TASK DIRECTIONS
Copy all of the items below word for word, without the pictures.

(Object position labeling items)
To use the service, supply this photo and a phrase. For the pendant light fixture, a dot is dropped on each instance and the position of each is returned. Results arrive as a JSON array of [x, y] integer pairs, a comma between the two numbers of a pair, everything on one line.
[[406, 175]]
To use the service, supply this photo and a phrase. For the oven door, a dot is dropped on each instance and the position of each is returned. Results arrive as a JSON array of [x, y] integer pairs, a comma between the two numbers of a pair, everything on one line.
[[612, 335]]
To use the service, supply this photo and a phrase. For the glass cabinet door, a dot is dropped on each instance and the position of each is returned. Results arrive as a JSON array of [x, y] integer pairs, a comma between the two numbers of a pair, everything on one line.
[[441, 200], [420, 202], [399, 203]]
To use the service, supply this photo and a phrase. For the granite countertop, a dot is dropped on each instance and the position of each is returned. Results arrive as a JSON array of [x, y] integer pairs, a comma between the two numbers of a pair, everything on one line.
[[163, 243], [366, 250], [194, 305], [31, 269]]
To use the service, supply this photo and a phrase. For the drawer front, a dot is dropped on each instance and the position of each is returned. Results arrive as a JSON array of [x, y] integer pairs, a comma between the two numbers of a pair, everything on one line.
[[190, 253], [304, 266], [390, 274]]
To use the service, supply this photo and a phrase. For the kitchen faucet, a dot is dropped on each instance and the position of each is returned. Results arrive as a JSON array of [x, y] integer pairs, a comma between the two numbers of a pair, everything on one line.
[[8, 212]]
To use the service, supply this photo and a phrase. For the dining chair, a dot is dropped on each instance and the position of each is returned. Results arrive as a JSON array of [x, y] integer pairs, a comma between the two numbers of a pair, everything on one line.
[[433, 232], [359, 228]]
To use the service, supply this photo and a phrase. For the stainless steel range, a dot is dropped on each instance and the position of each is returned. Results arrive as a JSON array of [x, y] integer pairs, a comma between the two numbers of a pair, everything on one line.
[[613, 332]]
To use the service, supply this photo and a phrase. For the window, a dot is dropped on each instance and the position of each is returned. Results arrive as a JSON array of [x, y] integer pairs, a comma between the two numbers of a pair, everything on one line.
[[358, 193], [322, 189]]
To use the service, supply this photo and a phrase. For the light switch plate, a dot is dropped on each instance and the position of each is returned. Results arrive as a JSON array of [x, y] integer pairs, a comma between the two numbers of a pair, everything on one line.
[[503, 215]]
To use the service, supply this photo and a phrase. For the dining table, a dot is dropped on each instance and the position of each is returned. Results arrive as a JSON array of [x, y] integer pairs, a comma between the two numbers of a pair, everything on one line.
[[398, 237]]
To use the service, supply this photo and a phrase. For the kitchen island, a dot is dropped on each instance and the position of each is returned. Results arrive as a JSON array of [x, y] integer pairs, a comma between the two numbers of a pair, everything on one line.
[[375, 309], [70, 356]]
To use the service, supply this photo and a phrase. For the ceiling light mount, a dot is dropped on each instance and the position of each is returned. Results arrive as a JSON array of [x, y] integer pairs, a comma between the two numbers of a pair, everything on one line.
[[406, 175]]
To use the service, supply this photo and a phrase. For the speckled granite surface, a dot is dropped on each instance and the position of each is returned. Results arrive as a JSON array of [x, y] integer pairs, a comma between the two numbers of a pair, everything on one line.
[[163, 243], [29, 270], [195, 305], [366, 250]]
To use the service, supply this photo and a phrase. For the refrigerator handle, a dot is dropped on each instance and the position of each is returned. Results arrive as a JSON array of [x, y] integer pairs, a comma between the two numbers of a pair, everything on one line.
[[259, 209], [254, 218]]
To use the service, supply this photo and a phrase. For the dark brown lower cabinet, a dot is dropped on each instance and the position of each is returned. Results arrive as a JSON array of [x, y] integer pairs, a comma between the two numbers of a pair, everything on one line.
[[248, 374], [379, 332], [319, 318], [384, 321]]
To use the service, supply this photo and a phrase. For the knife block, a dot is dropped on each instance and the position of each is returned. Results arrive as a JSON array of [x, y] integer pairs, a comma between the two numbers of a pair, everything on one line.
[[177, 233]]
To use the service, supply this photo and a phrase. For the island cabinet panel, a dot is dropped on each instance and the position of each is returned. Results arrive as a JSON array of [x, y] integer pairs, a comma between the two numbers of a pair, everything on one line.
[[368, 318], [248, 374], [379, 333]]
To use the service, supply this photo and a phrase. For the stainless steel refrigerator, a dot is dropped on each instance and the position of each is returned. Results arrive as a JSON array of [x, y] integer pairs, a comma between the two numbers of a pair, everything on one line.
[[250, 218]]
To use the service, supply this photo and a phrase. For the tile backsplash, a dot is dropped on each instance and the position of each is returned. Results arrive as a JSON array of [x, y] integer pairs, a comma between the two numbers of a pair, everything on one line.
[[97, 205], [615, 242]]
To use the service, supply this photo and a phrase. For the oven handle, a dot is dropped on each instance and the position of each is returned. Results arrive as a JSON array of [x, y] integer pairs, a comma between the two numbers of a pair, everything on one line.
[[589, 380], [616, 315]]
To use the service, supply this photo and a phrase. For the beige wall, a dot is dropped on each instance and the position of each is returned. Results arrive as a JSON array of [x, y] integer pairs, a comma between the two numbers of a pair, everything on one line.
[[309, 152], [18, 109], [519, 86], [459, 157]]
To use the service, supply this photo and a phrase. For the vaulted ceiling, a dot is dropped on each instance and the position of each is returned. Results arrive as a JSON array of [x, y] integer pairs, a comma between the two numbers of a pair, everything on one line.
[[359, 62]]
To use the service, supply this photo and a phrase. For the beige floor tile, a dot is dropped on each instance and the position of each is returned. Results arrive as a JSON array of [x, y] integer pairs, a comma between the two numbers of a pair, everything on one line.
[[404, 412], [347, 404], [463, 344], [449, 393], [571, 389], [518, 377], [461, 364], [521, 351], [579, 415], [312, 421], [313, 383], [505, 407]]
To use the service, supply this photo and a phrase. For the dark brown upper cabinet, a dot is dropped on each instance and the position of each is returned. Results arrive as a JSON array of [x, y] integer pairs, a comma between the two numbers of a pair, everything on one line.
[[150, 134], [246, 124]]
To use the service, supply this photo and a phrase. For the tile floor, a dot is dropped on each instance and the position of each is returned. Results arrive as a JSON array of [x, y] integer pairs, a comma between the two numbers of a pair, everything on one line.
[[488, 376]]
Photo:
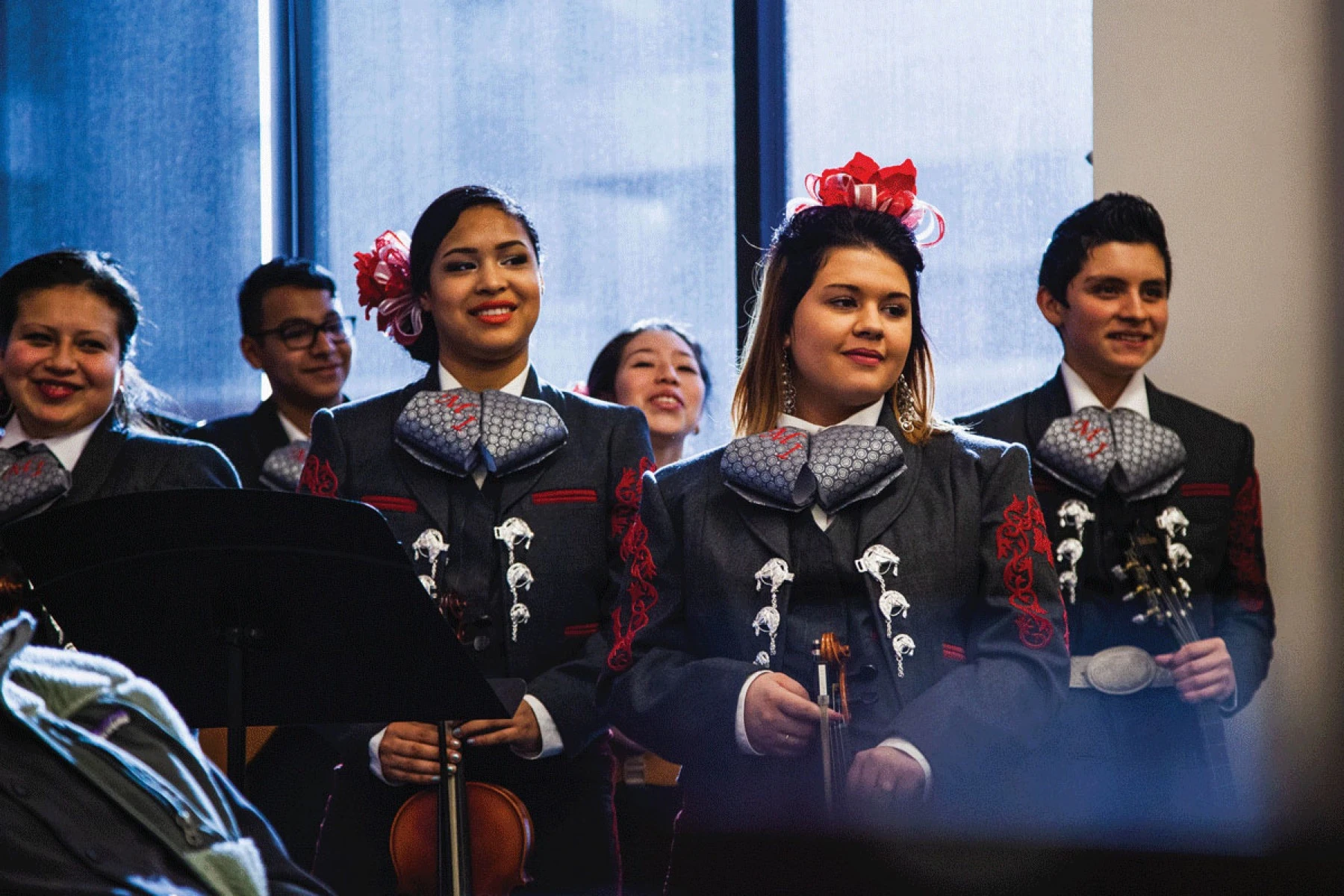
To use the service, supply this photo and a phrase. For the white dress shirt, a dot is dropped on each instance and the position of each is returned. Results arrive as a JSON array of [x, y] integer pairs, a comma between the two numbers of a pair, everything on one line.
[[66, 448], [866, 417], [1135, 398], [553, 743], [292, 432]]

WORKED SOLUTION
To use the service, supply this photo and a phrase. For the pendant light fixture, a dot is dropped on each instance and the position of each is returned. Results arrive as a JSON array of [x, y] integer pairs, a comma between the two numbers of a pair, everything on one line.
[[406, 175]]
To use the service, supply this photo and a phrase. For the oven door, a dot is dropped on each instance and the position of each is returned. Results arrive as a JSON array of [x, y] integer pairs, a comma between the two numbers of a pair, everything on one line.
[[612, 335]]
To use the service, supply this photo and a phrase. For the glass cabinet door, a dot is dropped on each instance and the position of each is returned. Results arrive as a JSON array of [x, y] integer pairs, a comma between the two numbers of a pair, everything on one line.
[[441, 200], [420, 202], [399, 203]]
To use the service, supply this photo and a phrase. For the granite countertop, a dot is dropped on each instance and the position of each is returned. Results arrive as a JSON array of [x, y] integer pairs, a comma between the two numbers of a pair, everything on one line.
[[163, 243], [366, 250], [194, 305], [31, 269]]
To use the service, supply this photo and a phrase. For the drawer front, a dot is dropped on each instance and the position of each is returned. Results arrive as a JSON array of [x, y] integer pairs, a comma between the two numbers of a pair, everything on one line.
[[190, 253], [304, 266], [390, 274]]
To use the service, supply this photo and a phrase. For the kitchen faucet, a dot is dropped on each instance and the position of each is returned. Results arrive as a JSON array of [x, y] integer pairs, a comma between the two numbers of a pair, everything on one line.
[[8, 212]]
To use the service, supply this photo and a phrase. For the dining chair, a dot is dropped on each instance and the position of each is returned. Results arrive as a JSON array of [x, y] integer pairs, a comma between the two numbers of a pair, everything on one line.
[[433, 232], [359, 228]]
To use the service, supply this photo and a phrase. For the stainless steel range, a dot is dropped on each instance and the position of each is returned. Results arrive as a JSON array of [x, y] integer pairs, a comma between the two numbers of a pair, everything on one line.
[[613, 332]]
To use the service, supply this photo and a phrase. For the window, a dot is dropped on each instance and the position of each is returned. Results arrive as a JSON array of [x, y] integer pairs, a comma between the two numbers of a pair, everything on one line.
[[358, 193], [322, 189]]
To use the service, supply this photo and a phrase. For the light switch plate, a dot is dropped on each instance and the position of each is returned. Results arrive as a JSON array of [x, y] integer pairs, a comma between the two numbers of a pair, everything on one line.
[[503, 215]]
To use the service, supply this photo and a phrase. For the dining table, a dot is dropped on each instance and the position of each is returned. Results arrive as a JSON array of [x, y] integer pairs, a comma between the two numbers of a pair, everything on one line.
[[398, 237]]
To use the service, supply this photo and a phrase. For the kitchen island, a dot is dropped on each instance and the position of each is returned. Results arrive as a JSON array of [x, y] integer pairs, a comma between the two numbers of a pair, everything on one line.
[[375, 309], [70, 356]]
To use the service, supply this photo and a phrase. For the ceiling light mount, a dot is dropped on each instance and the position of each is returned. Results arrive as a JSON array of [x, y] integer pairs, a comma between the two numbers of a pair, everything on one line.
[[406, 175]]
To use the service, supply this photo and a phrase. For the speckled granite surface, a dot is dropped on each instance and the position of each is returned. Results arrive as a JSON array of [x, y] integer pairs, a comma between the two numbers of a pair, everything on one line.
[[163, 243], [29, 270], [195, 305], [366, 250]]
To use the service, supply this photo and a phrase. For the refrigerator handle, a dot is dropped on each instance and the position of each is returned. Results arrive as a JSON array of [x, y] integer pairs, a comma between the two numbers of a pair, everything on one line.
[[259, 209], [254, 218]]
To use the service, supply this photo and a phrase. For the dark brown lower cabinet, a dot is dropped on each instance and the position of each is returned. Results arrive as a JSON array of [x, y] integer pairs, a comma between the two numbers of a pair, everything on one line.
[[248, 374], [379, 332], [319, 318], [384, 321]]
To use the service, supply this photo and a phrase. For the knife block, a dot is dropped on each instance and the position of each is returned. Results arrive as a JSON array of [x, y] integer pairs, a comma between the two numbers of a pair, everything on one line.
[[177, 233]]
To use the service, supply this photo and a phrase. For the island cabinet panel, a dot is dropped on each instance and the position of each is returned. Results arrive as a JSON array of [x, y] integer pairs, a comma between the two numbers of a pair, everything on one line.
[[368, 318], [248, 374], [379, 333]]
To use the service, supply this photo and a phrase. For the stainless steel refrigerator, a dot is dropped on each instance and the position of each is returned. Results arrive as a JSON array of [x, y] integer pairs, a comma between the two numbers of a pair, everything on one line.
[[250, 218]]
To use the service, supply this photo and a phrase. For the tile backsplash, a dot is dropped on each instance and the position of each is returned. Results arrive as a JSON array of [x, y] integer pairs, a comma between the two numbers of a pair, everything on one line.
[[97, 205], [615, 242]]
To use the service, supply this photo and a phrase. For the oven handle, a dot is dropped on each instance and the position of each is returned. Results arrive as a JSON array of [x, y] integer pairs, a comma between the two numbers of a pair, everything on one line.
[[589, 380], [616, 315]]
To use the service, supply this photo and a phrase. For the beige wall, a dot is dropped on each instance and the position of each is returned. Results arrive as a JSON array of [x, y] integer pairs, a comma between the two numbers of a pair, everything on one line.
[[309, 152], [18, 109], [519, 86], [459, 157]]
To use the service, supply this photo and a phrase. For the vaulted ceiling, a dot is dropped on each instance and the position of each is returned. Results arrive as a JSON array of [x, y] integer pairs, a comma between the two numbers of a pair, everything on one line.
[[359, 62]]
To use the service, supply this photo and a phrase. For the beige floor tile, a dot is dropped on each instance and the position of each is returned. Results arrive as a JSON array of [x, y] integer pairs, a comma between the two numbers of a pair, everything on one line.
[[404, 412], [347, 404], [463, 344], [449, 393], [571, 389], [518, 377], [461, 364], [521, 351], [579, 415], [312, 421], [313, 383], [505, 407]]
To use the service, supply this photo and a phrase. For the dark brown upper cabinet, a dot is dropped on each instance and the position of each is returned. Results arrive as a JSON array of [x, y] integer pairs, a comma between the two numbers of a pair, everything on one line.
[[150, 134], [246, 124]]
To use the service, supply this photo and a phrase. For the tile floor, a dot is dropped on each instance and the position of each is returned. Results arrive as a JSON array of [x, y] integer pairs, a comma between the two numbers of a pair, everything on one line.
[[488, 376]]
Photo:
To use the service, supply this photo and a phrase. For the white dress shirt, a dot is dropped on each instance and the position of each is returned. Results arrive as a JSON array of [x, y] integer pairs, a comma between the two numbers of a pair, everything on one line.
[[66, 448], [866, 417], [1135, 398], [553, 743], [292, 432]]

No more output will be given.